Lay out the listing below as a two-column CSV with the headers query_text and answer. Each row should pair one text with the answer that follows it, cover the whole listing, put every field in quotes, turn line breaks into spaces, and leave the pictures out.

--------------------

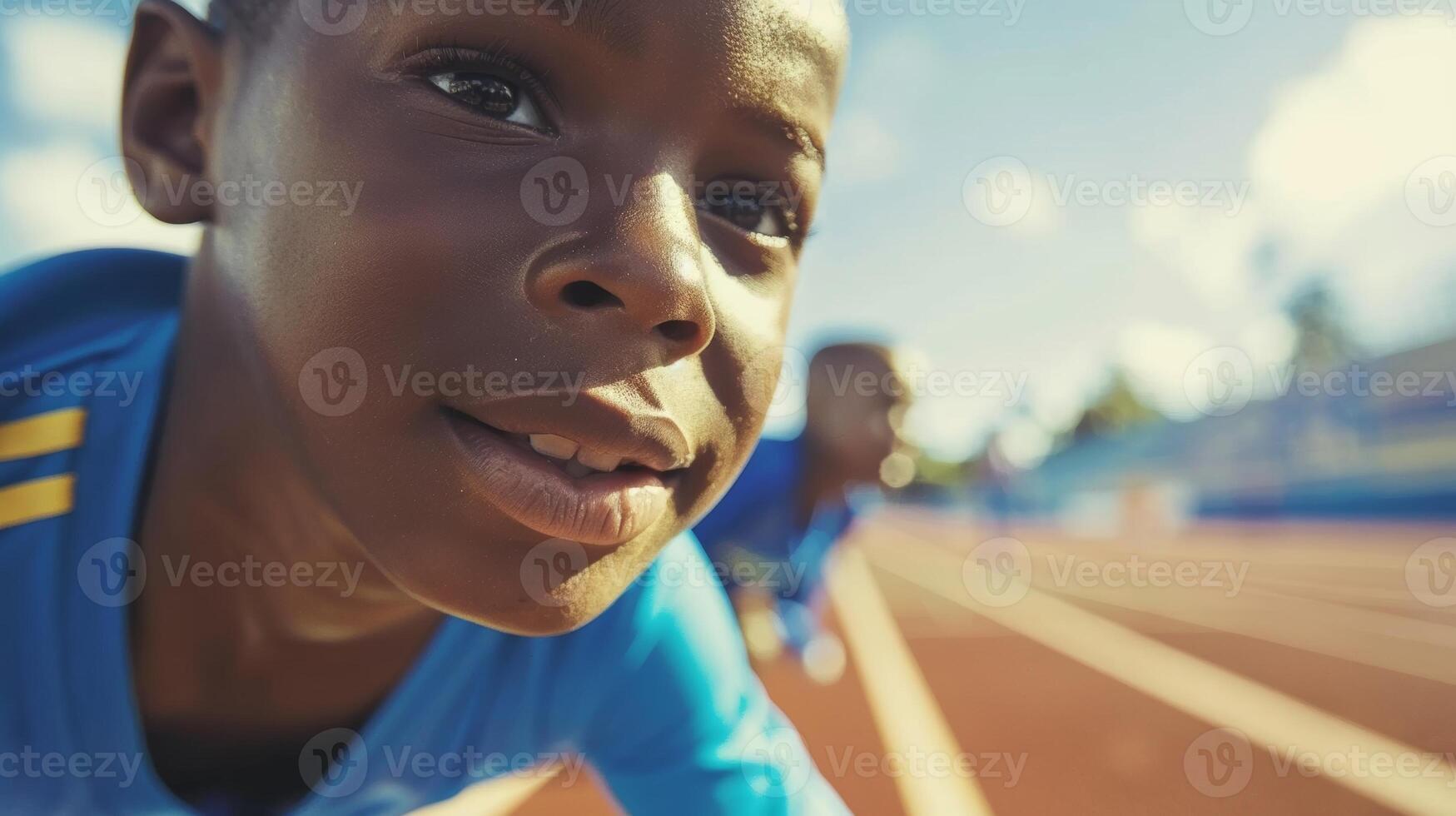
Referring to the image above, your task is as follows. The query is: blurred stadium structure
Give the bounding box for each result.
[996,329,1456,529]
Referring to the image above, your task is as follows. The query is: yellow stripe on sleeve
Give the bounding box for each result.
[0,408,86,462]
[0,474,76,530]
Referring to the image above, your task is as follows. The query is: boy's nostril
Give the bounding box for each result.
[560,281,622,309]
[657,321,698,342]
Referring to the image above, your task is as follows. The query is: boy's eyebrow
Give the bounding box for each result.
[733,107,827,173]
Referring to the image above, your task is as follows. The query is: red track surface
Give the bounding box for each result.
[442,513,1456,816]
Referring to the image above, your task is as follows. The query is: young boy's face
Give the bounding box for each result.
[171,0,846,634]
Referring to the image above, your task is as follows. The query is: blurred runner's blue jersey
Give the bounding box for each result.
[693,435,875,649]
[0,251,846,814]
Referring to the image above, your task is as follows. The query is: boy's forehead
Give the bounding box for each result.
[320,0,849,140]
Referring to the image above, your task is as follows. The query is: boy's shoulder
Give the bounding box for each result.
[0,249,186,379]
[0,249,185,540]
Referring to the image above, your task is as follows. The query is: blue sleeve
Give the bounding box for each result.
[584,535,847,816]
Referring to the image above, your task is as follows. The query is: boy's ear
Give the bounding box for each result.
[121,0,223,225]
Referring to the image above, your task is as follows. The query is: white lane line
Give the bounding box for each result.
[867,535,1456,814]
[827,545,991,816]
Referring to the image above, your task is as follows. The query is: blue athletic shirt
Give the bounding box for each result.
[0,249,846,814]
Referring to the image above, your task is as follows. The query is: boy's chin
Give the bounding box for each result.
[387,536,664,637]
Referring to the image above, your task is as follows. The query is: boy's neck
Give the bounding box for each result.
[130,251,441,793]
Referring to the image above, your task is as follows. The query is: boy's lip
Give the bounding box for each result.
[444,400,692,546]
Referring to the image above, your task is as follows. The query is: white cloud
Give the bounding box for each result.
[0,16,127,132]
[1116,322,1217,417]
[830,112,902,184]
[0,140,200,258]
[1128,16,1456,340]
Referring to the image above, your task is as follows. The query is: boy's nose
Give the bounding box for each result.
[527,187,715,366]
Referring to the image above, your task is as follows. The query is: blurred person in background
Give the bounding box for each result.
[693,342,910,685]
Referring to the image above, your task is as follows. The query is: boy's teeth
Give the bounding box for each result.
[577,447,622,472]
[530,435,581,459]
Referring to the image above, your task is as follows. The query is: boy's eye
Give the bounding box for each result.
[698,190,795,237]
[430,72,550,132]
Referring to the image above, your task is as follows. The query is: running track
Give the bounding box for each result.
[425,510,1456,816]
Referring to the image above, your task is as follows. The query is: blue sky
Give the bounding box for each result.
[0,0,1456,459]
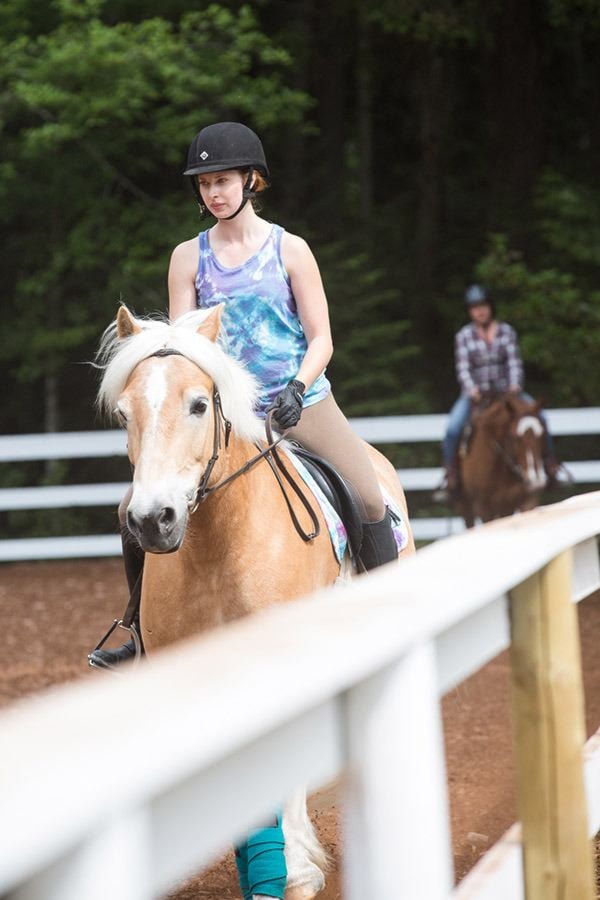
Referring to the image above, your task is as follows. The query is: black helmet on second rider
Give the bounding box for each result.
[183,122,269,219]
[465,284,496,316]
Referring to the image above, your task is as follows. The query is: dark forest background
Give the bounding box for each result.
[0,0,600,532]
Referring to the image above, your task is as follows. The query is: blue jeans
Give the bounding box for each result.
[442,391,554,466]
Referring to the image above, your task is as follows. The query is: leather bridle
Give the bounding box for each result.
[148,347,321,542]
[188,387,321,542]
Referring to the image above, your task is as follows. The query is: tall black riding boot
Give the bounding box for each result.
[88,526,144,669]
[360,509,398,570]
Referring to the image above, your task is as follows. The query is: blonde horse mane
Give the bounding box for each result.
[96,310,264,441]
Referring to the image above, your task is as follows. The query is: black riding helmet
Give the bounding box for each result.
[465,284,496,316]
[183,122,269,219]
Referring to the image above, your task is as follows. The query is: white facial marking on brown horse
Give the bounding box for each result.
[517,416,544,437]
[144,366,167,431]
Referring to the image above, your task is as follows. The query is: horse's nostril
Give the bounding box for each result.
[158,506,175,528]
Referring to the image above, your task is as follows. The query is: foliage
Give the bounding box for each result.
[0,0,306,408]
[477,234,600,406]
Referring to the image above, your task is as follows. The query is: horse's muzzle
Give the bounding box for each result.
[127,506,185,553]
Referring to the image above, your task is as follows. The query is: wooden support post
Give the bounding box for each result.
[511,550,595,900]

--------------------

# [Output]
query_text,answer
"Referring to the image above, your task is as follows. The query is: blurred stadium structure Give the bounding box for each result.","[996,329,1456,529]"
"Referring to the image above, your task is as follows. The query is: yellow stripe on sleeve Give the bounding box for each result.","[0,408,86,462] [0,474,76,530]"
"Referring to the image above, your task is as follows. The query is: boy's nostril Give the bounding box for each result.","[560,281,622,309] [657,321,698,342]"
"Referring to the image above, your task is as follows. The query is: boy's eyebrow Give the bounding box for each result.","[733,107,827,173]"
"Referring to the image above, your task is as follows. The query is: red track surface Give the bounding box for each result.","[442,513,1456,816]"
"Referring to the image above, your task is as follows. The query is: young boy's face Give the bounding box for each result.","[171,0,846,634]"
"Referring to the image above, your task is as follows. The query is: blurred runner's blue jersey Give the bounding box for each result.","[693,435,875,649] [0,251,846,814]"
"Referring to the image above, your task is as follows. The query is: boy's forehead Give the bounding box for each result.","[320,0,849,140]"
"Referring to the image above, your task is as follows. The query is: boy's shoulder Give the bounding box for each result.","[0,249,186,379] [0,249,185,540]"
"Referring to the image above, your task is as follows. The query is: blue sleeve Give the bounding box for each result.","[584,535,847,816]"
"Referring to the image above, your task is as follows. The query is: boy's ear Give the bounding box for each result.","[121,0,223,225]"
"Referring to the image above, your task is as follows. The query is: white lane line Give the bounding box for each result.","[867,535,1456,814] [827,545,991,816]"
"Referring to the image above, your task is as follows. The query is: blue athletic shirt Give the bounding box for each result.","[0,249,846,814]"
"Referring to the image above, your task is as follows. The query is: boy's chin Give the bounding box for each result.","[387,536,664,637]"
"Referring to the image above, your task is as follows. The query is: boy's neck Give the bounding box for each result.","[130,251,441,793]"
"Referring to the image above, your task is as follows. The query is: boy's lip Give the bounding box for each result.","[444,400,692,546]"
"Referring to the image above, your task is as follows. The query is: white cloud Give the bounding box for each result.","[0,16,127,132] [1116,322,1217,417] [830,112,902,184] [0,140,200,258] [1128,16,1456,340]"
"Referring to the image above, your task is as follows. The query is: boy's nose Give the bounding box for each result.","[527,187,715,366]"
"Referring to the image above, your task is as follows. The query is: blurred person in background Give the bounding box for each result.","[693,342,910,685]"
"Referring to the image above, your task is as follows. The query is: boy's teeth Give the bounding box for each result.","[577,447,622,472] [530,435,581,459]"
"Referring to the image above, your task is as follows. The query is: boy's eye Give the bounding box for each result.","[698,190,795,237] [430,72,550,132]"
"Referring to the image above, your task is as follows. The query is: running track Give the bounding box for each result.","[425,510,1456,816]"
"Referring to the image above, your task is as follows. The query is: blue sky Give the bounding box for each result.","[0,0,1456,459]"
"Referring to the image above, your task is as follows. The query is: black helmet on second rider Give the bounding box for each result.","[183,122,269,219] [465,284,496,316]"
"Referring to the image above, your task is as follows. The query is: dark forest background Give the bounding box for each result.","[0,0,600,532]"
"Referring to the image above, your task is as follows. The query is: blue jeans Give the bounding box for each result.","[442,391,554,466]"
"Referring to the image above, your task is as follows. The query is: leather bridle Give the bounding box for each result.","[148,347,321,542] [188,387,321,542]"
"Referring to the image above, your task is as follows. The query is: tall black riding boot Give the bounding box for each result.","[88,526,144,669] [360,509,398,570]"
"Referring to the image above, your task is as follows. The query is: blonde horse mane Give the bounding box for each result.","[96,310,264,441]"
"Referring to the image above, your task is as follows. The query is: black riding helmet Give the bounding box for each result.","[465,284,496,316] [183,122,269,219]"
"Referring to the image above, your task is as follows. The query is: white facial marking on brown horse Give the bounding box for each result.","[517,416,544,437] [144,366,167,431]"
"Referring to the image above, your task is as follows. The query is: horse's nostril Give the bounding box for each result.","[158,506,175,528]"
"Referring to the image above, your task is as follows. The query is: foliage Give the bounding box for each result.","[0,0,306,408] [477,234,600,406]"
"Referring to the image above, your task is as follows. The query is: horse's muzzle Give the bounding box for each result.","[127,506,185,553]"
"Referring to the image above, your task is as follows. The query is: wooden support post Give the bounding box for each result.","[511,550,595,900]"